**やることリスト:**
1/ 抜粋によると、世界の感染者が4000万人に達したのはいつですか。
2/ 抜粋から、「昨日の新規感染者は全国で95」を含む言葉で始まり「なされていないのが現状です。」で終わる部分を、一字も変えずに書き写してください。

**ページの抜粋:**

バイデンの勝利演説で見るリーダーシップ
おはようございます。
昨日の新規感染者は全国で954人、そのうち東京189人、神奈川79人、埼玉45人、大阪140人、愛知81人、北海道153人、沖縄30人などとなっています。本来ならば、休日の集計のために検査数が少なく新規感染者も少なくなるはずですが先々週月曜は400人台、先週月曜は600人台、そして今日は900人台と明らかに大幅な増加傾向にあることが見て取れます。世界でも感染加速で世界の感染者が5000万人を超えました。10月19日に4000万人に達し、3週間で1000万人増加したことになります。「第2波」に見舞われるヨーロッパと「第3波の席巻」ともいわれるアメリカの感染拡大を抑え込むことが世界的には重要です。ヨーロッパ各国では営業時間の短縮・夜間外出禁止など新たな緊急事態宣言で対処しようとしていますが、大統領選で沸くアメリカでは新型コロナ対策がほとんどなされていないのが現状です。
バイデン候補が、ペンシルバニア州で勝利し、過半数となる選挙人を獲得した模様で、ほぼ次期大統領に確定したと言ってよいでしょう。トランプは「選挙に不正がある」と法廷闘争を画策していますが、明確な証拠も挙げられずマスコミもそっぽを向きました。また、大統領府周辺ではすでに就職活動も始まっています。アメリカの公務員制度は日本とは異なり、幹部職員は大統領が任命し政権交代で異動します。そうしたこともあり、すでに大統領府の幹部職員はトランプ敗北を認めて次の就職先を探し奔走しているのです。また、共和党内部にもトランプ批判があり、自らの敗北を認めるようにメラニア夫人が説得に当たっているとのニュースもあることなどから、思いのほか早く決着がつくかもしれません。

**データ一覧:**
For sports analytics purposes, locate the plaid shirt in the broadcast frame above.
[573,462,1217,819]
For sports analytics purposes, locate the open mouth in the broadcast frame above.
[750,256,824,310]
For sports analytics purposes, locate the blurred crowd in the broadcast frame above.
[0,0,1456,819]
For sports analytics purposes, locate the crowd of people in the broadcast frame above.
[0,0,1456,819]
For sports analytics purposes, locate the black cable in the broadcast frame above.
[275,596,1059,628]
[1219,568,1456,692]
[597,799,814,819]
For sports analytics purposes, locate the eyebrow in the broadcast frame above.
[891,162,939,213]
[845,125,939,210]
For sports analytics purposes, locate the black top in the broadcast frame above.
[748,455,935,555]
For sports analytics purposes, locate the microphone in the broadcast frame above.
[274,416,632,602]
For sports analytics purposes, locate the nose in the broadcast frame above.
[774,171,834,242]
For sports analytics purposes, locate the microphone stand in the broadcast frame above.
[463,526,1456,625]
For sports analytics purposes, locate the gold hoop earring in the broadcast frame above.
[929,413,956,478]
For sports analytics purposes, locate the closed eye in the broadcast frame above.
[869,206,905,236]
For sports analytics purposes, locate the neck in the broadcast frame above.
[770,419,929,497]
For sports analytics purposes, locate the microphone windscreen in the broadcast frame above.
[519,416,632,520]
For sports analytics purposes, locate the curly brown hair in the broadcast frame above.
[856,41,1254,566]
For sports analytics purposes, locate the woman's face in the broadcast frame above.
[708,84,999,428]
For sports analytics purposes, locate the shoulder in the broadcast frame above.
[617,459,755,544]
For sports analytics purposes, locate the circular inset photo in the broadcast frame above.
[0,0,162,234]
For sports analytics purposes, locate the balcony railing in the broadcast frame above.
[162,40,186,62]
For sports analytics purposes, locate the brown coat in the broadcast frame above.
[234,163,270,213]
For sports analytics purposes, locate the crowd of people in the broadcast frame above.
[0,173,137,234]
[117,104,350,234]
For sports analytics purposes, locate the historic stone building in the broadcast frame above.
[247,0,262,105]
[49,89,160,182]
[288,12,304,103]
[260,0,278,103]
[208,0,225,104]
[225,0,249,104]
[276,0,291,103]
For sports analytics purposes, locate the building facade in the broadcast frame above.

**課題ごとの答え:**
1/ 10月19日です。

2/
昨日の新規感染者は全国で954人、そのうち東京189人、神奈川79人、埼玉45人、大阪140人、愛知81人、北海道153人、沖縄30人などとなっています。本来ならば、休日の集計のために検査数が少なく新規感染者も少なくなるはずですが先々週月曜は400人台、先週月曜は600人台、そして今日は900人台と明らかに大幅な増加傾向にあることが見て取れます。世界でも感染加速で世界の感染者が5000万人を超えました。10月19日に4000万人に達し、3週間で1000万人増加したことになります。「第2波」に見舞われるヨーロッパと「第3波の席巻」ともいわれるアメリカの感染拡大を抑え込むことが世界的には重要です。ヨーロッパ各国では営業時間の短縮・夜間外出禁止など新たな緊急事態宣言で対処しようとしていますが、大統領選で沸くアメリカでは新型コロナ対策がほとんどなされていないのが現状です。